● **PAGE EXTRACT**:
Begin
There have been at least two previous extensions in the past.

Almost EVERY single item is bodged.

The weekends remedials include supporting, fixing, then cutting to a proper length the drainage from the kitchen sink after needing to access the tap connections to clear an air-lock & cutting back the CWS pipe to a point that wasn't behind the end of the drain pipe so the connection can actually be accessed.

Also, replacing a switch back-box because the conduit used didn't line up with the KO's in the original one, the cable being bent across & covered in the car filler used to seat the box.


Previous gems include:

The dry-lining screws though the centre of the capping over a ring-circuit drop, damaging the insulation exposing bare conductors.

The highway of central heating & H&C WS pipe-work running back & fourth because no existing piece has ever been removed to accommodate a new arrangement, just 'tacked-on' to whatever was there already.

The wiring system made up of numerous short pieces of wire & junction boxes running in all directions, over/under/wrapped around any other item with a 1 metre radius.

The bathroom ventilation fans without any means of isolation.
End
● **DATA ENTRIES**:
Begin
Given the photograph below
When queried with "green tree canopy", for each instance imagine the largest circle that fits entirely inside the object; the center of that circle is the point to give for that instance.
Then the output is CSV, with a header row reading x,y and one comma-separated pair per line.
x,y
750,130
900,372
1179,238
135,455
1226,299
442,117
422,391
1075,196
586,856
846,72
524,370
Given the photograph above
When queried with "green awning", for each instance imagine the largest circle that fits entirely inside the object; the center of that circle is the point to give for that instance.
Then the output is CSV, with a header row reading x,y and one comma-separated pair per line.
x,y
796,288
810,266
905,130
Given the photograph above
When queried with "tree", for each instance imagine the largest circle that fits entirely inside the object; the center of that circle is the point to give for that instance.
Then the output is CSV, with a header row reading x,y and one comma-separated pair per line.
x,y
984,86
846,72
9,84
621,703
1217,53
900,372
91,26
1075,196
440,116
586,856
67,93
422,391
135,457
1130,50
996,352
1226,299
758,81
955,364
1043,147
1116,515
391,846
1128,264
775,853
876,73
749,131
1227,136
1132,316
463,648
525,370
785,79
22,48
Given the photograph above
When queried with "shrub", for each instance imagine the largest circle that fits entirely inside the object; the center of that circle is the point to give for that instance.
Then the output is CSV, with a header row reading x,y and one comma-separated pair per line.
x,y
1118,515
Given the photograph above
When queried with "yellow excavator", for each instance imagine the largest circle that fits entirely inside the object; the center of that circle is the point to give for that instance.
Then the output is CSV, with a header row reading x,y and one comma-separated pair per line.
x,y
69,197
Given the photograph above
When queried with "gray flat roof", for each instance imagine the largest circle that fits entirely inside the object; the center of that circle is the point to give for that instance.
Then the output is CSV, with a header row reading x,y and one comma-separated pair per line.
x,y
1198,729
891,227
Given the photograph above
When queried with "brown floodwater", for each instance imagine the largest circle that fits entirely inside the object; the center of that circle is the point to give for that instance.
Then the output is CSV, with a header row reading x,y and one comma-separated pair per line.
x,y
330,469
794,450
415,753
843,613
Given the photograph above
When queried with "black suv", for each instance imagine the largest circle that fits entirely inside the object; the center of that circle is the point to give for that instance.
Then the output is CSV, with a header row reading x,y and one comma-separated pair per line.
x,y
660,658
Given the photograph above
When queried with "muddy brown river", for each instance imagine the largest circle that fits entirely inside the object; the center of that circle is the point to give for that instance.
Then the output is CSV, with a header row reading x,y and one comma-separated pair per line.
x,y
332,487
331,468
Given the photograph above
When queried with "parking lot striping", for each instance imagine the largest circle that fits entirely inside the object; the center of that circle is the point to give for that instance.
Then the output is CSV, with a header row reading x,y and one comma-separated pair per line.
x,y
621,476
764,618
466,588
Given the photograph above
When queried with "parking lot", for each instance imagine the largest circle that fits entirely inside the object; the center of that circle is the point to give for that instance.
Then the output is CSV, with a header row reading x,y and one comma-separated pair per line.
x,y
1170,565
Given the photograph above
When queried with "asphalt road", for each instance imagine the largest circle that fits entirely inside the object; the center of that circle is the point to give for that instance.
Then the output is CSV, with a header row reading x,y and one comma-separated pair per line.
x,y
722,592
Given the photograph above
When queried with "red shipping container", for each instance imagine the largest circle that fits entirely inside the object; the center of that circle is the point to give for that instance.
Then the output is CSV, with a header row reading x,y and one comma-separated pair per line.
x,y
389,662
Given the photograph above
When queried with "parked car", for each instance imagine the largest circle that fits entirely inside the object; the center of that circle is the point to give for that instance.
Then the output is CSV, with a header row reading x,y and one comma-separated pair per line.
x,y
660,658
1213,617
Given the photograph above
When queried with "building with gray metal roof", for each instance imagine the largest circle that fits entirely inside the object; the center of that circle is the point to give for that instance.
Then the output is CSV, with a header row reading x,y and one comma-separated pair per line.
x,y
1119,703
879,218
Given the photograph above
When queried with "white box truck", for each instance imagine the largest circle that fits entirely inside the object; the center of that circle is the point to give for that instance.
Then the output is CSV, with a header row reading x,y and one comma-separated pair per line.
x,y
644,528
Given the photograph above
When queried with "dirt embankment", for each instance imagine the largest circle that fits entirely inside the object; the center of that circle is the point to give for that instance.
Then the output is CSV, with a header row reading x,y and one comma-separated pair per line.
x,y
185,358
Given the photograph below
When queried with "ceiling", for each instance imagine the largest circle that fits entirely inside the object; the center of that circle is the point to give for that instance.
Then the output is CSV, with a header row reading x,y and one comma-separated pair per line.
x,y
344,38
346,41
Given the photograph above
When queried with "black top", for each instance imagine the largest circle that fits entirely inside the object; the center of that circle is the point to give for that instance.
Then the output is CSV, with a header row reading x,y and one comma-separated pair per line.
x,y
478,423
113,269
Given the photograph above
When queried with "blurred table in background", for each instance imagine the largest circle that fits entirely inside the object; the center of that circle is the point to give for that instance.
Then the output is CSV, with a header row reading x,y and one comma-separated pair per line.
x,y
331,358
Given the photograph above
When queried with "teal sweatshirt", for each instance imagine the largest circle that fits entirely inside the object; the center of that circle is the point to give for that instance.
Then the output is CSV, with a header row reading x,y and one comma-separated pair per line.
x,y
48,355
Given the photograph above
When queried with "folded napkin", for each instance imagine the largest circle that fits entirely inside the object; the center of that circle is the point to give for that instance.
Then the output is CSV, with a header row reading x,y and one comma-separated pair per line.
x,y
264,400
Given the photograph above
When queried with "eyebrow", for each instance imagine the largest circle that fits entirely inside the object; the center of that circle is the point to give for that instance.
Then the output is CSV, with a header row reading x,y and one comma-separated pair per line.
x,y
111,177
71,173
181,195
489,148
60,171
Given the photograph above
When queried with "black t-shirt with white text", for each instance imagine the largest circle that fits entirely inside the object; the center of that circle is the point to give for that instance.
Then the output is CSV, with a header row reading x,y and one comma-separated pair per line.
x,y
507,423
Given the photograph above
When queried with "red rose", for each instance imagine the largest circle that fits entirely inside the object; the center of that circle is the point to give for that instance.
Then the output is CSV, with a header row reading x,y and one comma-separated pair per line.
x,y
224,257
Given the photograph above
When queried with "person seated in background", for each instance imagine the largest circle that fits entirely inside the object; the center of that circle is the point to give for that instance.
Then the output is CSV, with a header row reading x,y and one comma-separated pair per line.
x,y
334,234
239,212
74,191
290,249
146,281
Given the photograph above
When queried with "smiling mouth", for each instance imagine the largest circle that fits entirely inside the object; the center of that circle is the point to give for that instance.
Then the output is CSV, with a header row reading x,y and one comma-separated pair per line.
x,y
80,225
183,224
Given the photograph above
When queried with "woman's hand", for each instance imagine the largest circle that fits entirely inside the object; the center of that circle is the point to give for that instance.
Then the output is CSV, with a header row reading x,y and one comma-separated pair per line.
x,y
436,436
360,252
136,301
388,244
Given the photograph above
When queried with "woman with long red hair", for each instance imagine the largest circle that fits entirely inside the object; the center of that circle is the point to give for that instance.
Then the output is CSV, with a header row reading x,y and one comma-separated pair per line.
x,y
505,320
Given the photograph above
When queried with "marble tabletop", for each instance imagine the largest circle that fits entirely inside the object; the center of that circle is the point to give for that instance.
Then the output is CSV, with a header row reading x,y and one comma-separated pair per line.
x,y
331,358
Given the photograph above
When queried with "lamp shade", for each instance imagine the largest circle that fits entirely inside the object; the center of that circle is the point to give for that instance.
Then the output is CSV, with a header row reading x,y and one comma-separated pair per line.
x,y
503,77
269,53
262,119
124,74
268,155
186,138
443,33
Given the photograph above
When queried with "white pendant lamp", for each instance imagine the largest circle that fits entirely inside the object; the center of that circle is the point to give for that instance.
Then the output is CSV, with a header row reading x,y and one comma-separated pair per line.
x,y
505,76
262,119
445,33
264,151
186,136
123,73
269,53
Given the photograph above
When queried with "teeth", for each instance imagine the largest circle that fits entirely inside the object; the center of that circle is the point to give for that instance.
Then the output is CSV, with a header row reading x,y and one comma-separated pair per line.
End
● **WORK TO DO**: Reproduce the passage about bodged home repairs word for word, starting with "Also, replacing a" and going on through "1 metre radius.".

● **WRITTEN SOLUTION**:
Also, replacing a switch back-box because the conduit used didn't line up with the KO's in the original one, the cable being bent across & covered in the car filler used to seat the box.


Previous gems include:

The dry-lining screws though the centre of the capping over a ring-circuit drop, damaging the insulation exposing bare conductors.

The highway of central heating & H&C WS pipe-work running back & fourth because no existing piece has ever been removed to accommodate a new arrangement, just 'tacked-on' to whatever was there already.

The wiring system made up of numerous short pieces of wire & junction boxes running in all directions, over/under/wrapped around any other item with a 1 metre radius.